*What is needed:*
Put the rows below into a two-column CSV with the headers "prompt" and "outline." Give one CSV line per row, with its text under "prompt" and its answer under "outline," each in a single quoted field with line breaks replaced by spaces, and leave out the pictures.

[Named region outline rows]
------------------------------

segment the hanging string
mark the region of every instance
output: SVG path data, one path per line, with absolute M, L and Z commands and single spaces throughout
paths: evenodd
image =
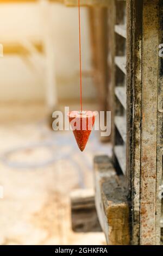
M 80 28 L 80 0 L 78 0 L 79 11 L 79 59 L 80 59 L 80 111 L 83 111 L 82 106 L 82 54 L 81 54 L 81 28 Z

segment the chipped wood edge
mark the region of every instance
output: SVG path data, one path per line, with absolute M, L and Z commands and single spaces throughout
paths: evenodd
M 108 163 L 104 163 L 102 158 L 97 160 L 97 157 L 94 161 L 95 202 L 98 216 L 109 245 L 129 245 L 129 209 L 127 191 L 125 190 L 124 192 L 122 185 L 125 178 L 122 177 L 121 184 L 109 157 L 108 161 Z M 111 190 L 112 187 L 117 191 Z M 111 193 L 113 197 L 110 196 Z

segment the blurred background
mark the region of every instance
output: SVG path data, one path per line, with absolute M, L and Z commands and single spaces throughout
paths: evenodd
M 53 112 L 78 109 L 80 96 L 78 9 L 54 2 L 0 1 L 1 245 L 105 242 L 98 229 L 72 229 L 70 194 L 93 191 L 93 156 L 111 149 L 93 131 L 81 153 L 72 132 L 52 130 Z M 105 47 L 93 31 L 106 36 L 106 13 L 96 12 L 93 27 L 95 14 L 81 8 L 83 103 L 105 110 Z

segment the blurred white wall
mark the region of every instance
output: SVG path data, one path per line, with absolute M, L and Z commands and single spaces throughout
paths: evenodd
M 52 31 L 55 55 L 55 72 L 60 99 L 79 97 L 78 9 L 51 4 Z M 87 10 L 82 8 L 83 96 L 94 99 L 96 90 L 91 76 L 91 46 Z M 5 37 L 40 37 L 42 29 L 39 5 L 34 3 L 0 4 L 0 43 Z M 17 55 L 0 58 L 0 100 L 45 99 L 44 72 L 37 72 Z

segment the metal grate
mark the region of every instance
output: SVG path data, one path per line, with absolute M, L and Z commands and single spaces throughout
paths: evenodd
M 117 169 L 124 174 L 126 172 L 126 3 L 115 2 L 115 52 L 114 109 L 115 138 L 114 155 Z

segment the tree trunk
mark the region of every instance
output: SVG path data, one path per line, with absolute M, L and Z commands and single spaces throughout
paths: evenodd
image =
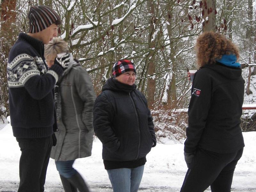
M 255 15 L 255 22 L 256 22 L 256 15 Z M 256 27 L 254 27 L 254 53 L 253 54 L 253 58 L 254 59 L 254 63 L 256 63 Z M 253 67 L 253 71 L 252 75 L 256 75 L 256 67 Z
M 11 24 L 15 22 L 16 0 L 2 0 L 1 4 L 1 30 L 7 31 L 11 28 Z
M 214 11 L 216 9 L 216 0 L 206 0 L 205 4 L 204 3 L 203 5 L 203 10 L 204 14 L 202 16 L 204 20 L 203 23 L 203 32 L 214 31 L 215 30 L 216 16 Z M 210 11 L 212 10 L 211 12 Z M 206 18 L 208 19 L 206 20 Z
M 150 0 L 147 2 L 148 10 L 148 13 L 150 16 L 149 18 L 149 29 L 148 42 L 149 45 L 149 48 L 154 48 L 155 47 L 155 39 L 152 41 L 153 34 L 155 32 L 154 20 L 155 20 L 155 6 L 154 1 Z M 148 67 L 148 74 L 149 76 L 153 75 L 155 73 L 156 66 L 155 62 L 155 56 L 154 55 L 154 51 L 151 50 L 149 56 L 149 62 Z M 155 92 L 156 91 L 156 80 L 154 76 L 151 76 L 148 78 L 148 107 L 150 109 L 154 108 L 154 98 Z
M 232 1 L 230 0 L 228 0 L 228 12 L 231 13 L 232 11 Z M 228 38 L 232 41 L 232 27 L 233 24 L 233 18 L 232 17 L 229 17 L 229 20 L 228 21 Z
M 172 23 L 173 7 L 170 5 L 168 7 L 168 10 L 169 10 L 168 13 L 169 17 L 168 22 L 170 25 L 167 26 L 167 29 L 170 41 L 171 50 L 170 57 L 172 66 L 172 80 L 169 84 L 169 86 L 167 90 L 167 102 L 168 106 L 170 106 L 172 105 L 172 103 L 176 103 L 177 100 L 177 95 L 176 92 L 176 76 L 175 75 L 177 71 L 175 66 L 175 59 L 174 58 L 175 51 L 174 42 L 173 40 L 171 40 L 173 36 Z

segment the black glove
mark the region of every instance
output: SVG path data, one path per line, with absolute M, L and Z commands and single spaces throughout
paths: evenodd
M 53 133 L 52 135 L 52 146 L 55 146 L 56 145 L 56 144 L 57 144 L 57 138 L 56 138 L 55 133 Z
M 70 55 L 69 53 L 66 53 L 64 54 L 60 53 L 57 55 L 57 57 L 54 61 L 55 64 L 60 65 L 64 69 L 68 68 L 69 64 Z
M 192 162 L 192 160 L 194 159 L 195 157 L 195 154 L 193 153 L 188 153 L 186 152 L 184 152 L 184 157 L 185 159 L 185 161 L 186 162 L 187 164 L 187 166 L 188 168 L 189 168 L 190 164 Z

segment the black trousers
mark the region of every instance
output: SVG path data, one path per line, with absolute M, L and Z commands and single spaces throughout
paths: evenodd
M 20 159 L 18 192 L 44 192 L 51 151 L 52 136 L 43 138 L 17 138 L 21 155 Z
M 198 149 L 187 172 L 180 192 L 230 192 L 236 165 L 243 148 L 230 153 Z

------------------------------

*Worked answer:*
prompt,outline
"segment the hanging string mark the region of every instance output: SVG path data, one path per line, with absolute M, L and Z commands and single spaces throughout paths: evenodd image =","M 80 28 L 80 0 L 78 0 L 79 11 L 79 59 L 80 59 L 80 111 L 83 111 L 82 106 L 82 54 L 81 54 L 81 28 Z"
"segment the chipped wood edge mark the region of every instance output: SVG path data, one path per line, with absolute M, L and Z commands and single spaces throughout paths: evenodd","M 108 163 L 104 163 L 102 158 L 97 160 L 97 157 L 94 161 L 95 202 L 98 216 L 109 245 L 129 245 L 129 209 L 127 191 L 125 190 L 124 192 L 122 185 L 125 178 L 122 177 L 121 184 L 109 157 L 108 161 Z M 111 190 L 112 187 L 117 191 Z M 111 193 L 113 197 L 110 196 Z"
"segment the blurred background mark the region of every instance output: SVG path data, one path per line, with absolute M, L and Z commands and single spaces throughout paths: evenodd","M 53 112 L 78 109 L 80 96 L 78 9 L 54 2 L 0 1 L 1 245 L 105 242 L 98 229 L 72 229 L 70 194 L 93 191 L 93 156 L 111 149 L 93 131 L 81 153 L 72 132 L 52 130 Z M 105 47 L 93 31 L 106 36 L 106 13 L 96 12 L 93 27 L 95 14 L 81 8 L 83 103 L 105 110 Z"
"segment the blurred white wall mark the region of every instance output: SVG path data, one path per line, with absolute M, L and Z commands and single spaces throughout paths: evenodd","M 52 31 L 55 55 L 55 72 L 60 99 L 79 97 L 78 9 L 51 4 Z M 87 10 L 82 8 L 83 96 L 94 99 L 96 90 L 91 76 L 91 46 Z M 5 37 L 40 37 L 42 29 L 39 5 L 34 3 L 0 4 L 0 43 Z M 17 55 L 0 58 L 0 100 L 45 99 L 44 72 L 37 72 Z"
"segment the metal grate mark the region of every instance output: SVG path data, one path per line, with absolute M, L and Z commands and single spaces throughout paths: evenodd","M 117 169 L 124 174 L 126 172 L 126 3 L 115 2 L 115 52 L 114 109 L 115 138 L 114 155 Z"
"segment the tree trunk mark the region of every instance output: SVG path data, one path per line, with absolute M, L and Z commands and single spaces throughout paths: evenodd image =","M 255 15 L 255 22 L 256 22 L 256 15 Z M 256 27 L 254 27 L 254 53 L 253 54 L 253 58 L 254 59 L 254 63 L 256 63 Z M 253 67 L 253 71 L 252 75 L 256 75 L 256 67 Z M 11 24 L 15 22 L 16 0 L 2 0 L 1 4 L 1 30 L 7 31 L 11 28 Z M 214 11 L 216 9 L 216 0 L 206 0 L 205 4 L 204 3 L 203 5 L 203 10 L 204 14 L 202 16 L 204 20 L 203 23 L 203 32 L 214 31 L 215 30 L 216 16 Z M 210 11 L 212 10 L 211 12 Z M 206 18 L 208 19 L 206 20 Z M 150 0 L 147 2 L 148 10 L 148 13 L 150 16 L 149 18 L 149 29 L 148 42 L 149 45 L 149 48 L 154 48 L 155 47 L 155 39 L 152 41 L 153 34 L 155 32 L 154 20 L 155 20 L 155 6 L 154 1 Z M 148 67 L 148 74 L 149 76 L 153 75 L 155 73 L 156 66 L 155 62 L 155 56 L 154 55 L 154 51 L 151 50 L 149 56 L 149 62 Z M 155 92 L 156 91 L 156 80 L 154 76 L 151 76 L 148 78 L 148 107 L 150 109 L 154 108 L 154 98 Z M 232 1 L 230 0 L 228 0 L 228 12 L 231 13 L 232 11 Z M 228 38 L 232 41 L 232 27 L 233 24 L 233 18 L 232 17 L 229 17 L 229 20 L 228 21 Z M 172 23 L 173 7 L 170 5 L 168 7 L 168 10 L 169 10 L 168 13 L 169 17 L 168 22 L 170 25 L 167 26 L 167 29 L 170 41 L 171 50 L 170 57 L 172 66 L 172 80 L 169 84 L 169 86 L 167 90 L 167 102 L 168 106 L 170 106 L 172 105 L 172 103 L 176 103 L 177 100 L 177 95 L 176 92 L 176 76 L 175 75 L 177 71 L 175 66 L 175 59 L 174 58 L 175 51 L 174 42 L 173 40 L 171 40 L 173 36 Z"
"segment the black glove mark the region of every instance output: SVG path data, one path per line, with absolute M, L and Z commands and single spaces throughout paths: evenodd","M 53 133 L 52 135 L 52 146 L 55 146 L 56 145 L 56 144 L 57 144 L 57 138 L 56 138 L 55 133 Z M 70 55 L 69 53 L 66 53 L 64 54 L 60 53 L 57 55 L 57 57 L 54 61 L 55 64 L 60 65 L 64 69 L 68 68 L 69 64 Z M 192 162 L 192 160 L 194 159 L 195 157 L 195 154 L 193 153 L 188 153 L 186 152 L 184 152 L 184 157 L 185 159 L 185 161 L 186 162 L 187 164 L 187 166 L 188 168 L 189 168 L 190 164 Z"
"segment the black trousers mark the region of every instance output: SVG path data, one path per line, with absolute M, L and Z commands and single spaces throughout paths: evenodd","M 20 159 L 18 192 L 44 192 L 51 151 L 52 136 L 43 138 L 17 138 L 21 155 Z M 198 149 L 187 172 L 180 192 L 230 192 L 236 165 L 243 148 L 230 153 Z"